TASK INSTRUCTIONS: Below are records; copy every line among them that contains the word "metal".

────────

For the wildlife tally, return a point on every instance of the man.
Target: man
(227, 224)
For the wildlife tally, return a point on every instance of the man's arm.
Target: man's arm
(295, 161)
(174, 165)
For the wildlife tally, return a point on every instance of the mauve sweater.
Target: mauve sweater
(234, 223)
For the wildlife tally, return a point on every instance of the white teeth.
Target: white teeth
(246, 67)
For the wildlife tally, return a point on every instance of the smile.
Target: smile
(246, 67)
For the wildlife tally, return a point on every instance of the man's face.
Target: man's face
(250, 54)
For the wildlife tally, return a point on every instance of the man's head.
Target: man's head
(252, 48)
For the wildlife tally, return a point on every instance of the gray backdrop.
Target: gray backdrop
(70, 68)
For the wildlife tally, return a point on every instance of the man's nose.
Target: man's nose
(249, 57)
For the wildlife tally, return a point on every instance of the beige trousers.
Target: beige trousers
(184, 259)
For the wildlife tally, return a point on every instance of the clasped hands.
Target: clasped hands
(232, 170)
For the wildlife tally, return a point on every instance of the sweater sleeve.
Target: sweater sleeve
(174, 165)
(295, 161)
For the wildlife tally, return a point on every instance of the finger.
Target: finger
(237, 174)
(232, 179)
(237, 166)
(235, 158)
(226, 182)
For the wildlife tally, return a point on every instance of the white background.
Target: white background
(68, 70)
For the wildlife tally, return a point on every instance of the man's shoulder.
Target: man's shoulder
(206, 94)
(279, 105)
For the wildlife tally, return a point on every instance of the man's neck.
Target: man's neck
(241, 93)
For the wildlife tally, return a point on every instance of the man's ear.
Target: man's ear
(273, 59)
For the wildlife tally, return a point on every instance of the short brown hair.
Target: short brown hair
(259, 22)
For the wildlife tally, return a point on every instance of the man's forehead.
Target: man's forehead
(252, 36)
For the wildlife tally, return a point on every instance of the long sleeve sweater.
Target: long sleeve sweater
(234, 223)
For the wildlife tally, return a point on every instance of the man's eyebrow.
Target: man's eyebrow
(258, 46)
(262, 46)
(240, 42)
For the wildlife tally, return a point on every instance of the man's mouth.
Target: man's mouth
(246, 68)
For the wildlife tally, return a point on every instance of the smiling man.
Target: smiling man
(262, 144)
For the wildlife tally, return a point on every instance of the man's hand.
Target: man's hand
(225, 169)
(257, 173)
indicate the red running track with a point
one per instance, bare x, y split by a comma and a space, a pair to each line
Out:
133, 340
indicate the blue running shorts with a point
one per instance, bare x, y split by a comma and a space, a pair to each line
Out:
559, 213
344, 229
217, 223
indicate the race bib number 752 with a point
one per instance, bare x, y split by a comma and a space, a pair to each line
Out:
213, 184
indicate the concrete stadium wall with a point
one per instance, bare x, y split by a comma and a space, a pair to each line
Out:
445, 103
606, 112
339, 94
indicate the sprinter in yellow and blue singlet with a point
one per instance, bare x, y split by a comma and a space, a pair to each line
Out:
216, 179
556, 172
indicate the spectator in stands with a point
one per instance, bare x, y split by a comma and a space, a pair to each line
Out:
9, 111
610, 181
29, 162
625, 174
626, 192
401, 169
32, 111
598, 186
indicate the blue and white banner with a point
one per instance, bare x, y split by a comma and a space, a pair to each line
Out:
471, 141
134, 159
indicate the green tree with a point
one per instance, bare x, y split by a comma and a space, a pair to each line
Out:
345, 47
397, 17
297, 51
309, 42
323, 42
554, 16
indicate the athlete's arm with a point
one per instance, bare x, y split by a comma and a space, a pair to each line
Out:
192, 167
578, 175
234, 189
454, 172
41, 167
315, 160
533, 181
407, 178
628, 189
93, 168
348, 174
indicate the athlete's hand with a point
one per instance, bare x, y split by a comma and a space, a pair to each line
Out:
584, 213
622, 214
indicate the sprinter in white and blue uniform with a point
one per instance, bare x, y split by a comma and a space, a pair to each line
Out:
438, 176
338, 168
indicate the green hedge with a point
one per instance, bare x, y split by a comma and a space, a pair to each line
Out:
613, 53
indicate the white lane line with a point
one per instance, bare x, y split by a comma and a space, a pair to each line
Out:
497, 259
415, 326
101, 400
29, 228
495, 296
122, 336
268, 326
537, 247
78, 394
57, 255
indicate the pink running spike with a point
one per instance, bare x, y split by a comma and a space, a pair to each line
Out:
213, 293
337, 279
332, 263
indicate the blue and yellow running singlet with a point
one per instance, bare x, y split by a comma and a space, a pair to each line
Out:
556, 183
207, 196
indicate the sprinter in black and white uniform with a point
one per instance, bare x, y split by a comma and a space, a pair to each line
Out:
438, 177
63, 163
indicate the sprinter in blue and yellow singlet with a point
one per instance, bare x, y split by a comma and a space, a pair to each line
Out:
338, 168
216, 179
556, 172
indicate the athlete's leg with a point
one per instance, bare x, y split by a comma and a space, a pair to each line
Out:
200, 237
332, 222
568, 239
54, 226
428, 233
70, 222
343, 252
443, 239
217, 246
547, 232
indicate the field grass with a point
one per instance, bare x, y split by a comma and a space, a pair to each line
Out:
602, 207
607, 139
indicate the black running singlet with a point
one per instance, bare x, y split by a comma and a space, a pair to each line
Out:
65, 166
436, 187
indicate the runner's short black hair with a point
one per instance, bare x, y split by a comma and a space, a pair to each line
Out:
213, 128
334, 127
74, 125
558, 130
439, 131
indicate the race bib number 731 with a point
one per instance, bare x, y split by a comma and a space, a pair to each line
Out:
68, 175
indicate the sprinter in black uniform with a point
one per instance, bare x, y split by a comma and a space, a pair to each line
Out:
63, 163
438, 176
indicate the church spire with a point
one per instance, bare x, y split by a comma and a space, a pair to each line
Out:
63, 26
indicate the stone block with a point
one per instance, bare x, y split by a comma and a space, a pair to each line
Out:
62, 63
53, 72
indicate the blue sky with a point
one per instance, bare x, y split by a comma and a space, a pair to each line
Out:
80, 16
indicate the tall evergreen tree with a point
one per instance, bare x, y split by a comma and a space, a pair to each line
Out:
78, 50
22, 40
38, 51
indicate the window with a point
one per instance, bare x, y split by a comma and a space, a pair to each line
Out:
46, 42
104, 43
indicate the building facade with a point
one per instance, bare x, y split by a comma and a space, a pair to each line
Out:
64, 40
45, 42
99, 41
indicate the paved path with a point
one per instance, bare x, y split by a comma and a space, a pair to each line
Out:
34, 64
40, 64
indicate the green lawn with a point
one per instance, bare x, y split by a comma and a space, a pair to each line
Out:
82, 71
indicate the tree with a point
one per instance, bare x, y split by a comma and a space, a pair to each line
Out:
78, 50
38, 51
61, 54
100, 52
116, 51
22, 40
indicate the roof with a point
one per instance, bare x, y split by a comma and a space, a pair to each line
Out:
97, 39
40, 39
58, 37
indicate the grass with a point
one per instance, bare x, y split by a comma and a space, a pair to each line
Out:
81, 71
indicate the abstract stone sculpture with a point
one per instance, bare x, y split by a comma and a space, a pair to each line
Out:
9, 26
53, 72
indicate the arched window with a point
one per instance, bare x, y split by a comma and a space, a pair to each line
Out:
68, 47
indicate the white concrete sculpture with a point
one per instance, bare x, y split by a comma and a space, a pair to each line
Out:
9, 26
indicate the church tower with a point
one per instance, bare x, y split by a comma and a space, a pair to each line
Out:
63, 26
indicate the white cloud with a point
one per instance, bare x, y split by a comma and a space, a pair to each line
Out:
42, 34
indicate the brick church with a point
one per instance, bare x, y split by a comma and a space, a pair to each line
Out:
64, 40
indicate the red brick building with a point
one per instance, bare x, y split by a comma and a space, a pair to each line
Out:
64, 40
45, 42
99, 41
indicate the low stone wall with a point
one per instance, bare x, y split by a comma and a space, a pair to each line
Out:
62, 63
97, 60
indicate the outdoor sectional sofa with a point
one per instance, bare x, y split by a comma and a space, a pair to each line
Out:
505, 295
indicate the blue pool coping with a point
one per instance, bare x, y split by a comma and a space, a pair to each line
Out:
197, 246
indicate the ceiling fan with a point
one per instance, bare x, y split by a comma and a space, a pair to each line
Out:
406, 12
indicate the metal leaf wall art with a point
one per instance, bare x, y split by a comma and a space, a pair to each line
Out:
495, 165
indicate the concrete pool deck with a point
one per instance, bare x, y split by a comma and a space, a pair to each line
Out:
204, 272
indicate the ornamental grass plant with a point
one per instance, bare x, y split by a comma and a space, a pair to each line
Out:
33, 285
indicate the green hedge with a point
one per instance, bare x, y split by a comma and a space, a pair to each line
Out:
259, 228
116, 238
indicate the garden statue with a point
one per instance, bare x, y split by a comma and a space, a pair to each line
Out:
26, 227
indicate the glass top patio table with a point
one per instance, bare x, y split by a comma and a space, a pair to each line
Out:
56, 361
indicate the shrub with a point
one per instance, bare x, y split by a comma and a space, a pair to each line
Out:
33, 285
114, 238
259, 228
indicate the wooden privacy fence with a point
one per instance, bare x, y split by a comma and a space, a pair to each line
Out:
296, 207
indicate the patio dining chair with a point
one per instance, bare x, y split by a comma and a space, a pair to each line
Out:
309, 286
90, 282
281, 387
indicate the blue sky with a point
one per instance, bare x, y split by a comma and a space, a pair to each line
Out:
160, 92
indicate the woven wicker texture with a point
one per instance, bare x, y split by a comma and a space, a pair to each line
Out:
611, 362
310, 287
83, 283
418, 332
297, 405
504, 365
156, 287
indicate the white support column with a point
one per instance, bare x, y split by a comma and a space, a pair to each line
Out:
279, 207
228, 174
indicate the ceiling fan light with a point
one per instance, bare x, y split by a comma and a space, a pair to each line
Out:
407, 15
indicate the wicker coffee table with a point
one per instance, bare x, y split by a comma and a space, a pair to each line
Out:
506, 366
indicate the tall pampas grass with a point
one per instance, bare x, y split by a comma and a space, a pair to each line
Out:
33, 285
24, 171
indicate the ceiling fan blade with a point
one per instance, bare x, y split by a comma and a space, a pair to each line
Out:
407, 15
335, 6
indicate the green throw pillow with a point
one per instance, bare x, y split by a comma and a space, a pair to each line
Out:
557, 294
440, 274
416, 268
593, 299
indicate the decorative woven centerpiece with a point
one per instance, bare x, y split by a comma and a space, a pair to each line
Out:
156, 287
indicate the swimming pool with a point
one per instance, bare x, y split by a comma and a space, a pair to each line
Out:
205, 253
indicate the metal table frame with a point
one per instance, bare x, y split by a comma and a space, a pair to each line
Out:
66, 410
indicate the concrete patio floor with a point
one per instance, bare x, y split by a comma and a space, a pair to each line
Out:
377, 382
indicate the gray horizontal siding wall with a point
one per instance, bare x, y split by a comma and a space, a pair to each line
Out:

────────

SOLUTION BELOW:
indicate the metal leaf wall art with a point
indicate the metal table frame with a point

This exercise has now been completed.